(Region annotation items)
>>>>

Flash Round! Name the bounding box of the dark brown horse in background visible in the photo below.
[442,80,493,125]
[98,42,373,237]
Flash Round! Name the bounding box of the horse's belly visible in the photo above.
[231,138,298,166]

<<<<
>>>>

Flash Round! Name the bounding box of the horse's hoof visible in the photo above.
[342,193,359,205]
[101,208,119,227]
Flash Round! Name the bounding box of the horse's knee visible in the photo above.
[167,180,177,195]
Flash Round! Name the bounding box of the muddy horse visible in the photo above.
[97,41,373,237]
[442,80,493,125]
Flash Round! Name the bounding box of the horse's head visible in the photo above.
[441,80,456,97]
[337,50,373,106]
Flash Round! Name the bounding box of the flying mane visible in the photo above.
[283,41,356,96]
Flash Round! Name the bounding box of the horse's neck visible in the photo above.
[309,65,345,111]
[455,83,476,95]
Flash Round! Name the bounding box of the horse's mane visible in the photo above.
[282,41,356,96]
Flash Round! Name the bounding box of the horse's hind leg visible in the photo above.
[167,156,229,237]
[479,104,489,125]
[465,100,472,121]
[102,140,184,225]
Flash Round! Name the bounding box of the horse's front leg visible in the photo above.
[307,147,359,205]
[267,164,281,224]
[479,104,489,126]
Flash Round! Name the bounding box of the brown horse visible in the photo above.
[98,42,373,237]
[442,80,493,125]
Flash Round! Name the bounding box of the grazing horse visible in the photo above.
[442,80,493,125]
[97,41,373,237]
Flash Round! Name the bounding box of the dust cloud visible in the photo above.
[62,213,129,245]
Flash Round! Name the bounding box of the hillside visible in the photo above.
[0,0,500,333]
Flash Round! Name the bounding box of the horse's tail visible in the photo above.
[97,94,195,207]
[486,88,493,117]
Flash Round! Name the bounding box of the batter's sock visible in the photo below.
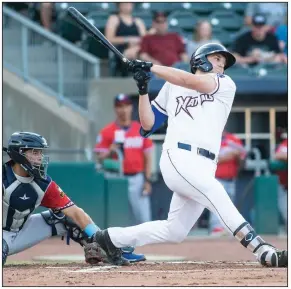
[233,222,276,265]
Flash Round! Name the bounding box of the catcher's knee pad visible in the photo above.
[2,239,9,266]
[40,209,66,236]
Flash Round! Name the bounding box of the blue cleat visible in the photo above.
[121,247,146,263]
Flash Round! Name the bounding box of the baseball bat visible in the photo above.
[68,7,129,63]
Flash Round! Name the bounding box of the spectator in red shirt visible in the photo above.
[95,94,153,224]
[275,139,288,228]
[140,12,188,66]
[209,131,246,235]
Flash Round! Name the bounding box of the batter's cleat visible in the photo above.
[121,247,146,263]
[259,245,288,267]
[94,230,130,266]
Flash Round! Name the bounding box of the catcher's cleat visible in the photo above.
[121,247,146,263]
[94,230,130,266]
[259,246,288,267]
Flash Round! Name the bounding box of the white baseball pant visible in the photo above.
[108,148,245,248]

<<<<

Work instructions | Can you rewrite the lines from the one containing "Flash Round! Name the bounding box of the dark" through the one containing "[231,138,298,166]" as a JSON list of strings, one string per line and no blank lines?

Answer to the problem |
[
  "Flash Round! Name the bounding box of the dark brown horse in background visible in the photo below.",
  "[442,80,493,125]",
  "[98,42,373,237]",
  "Flash Round! Name the bounding box of the horse's belly visible in the photo above.",
  "[231,138,298,166]"
]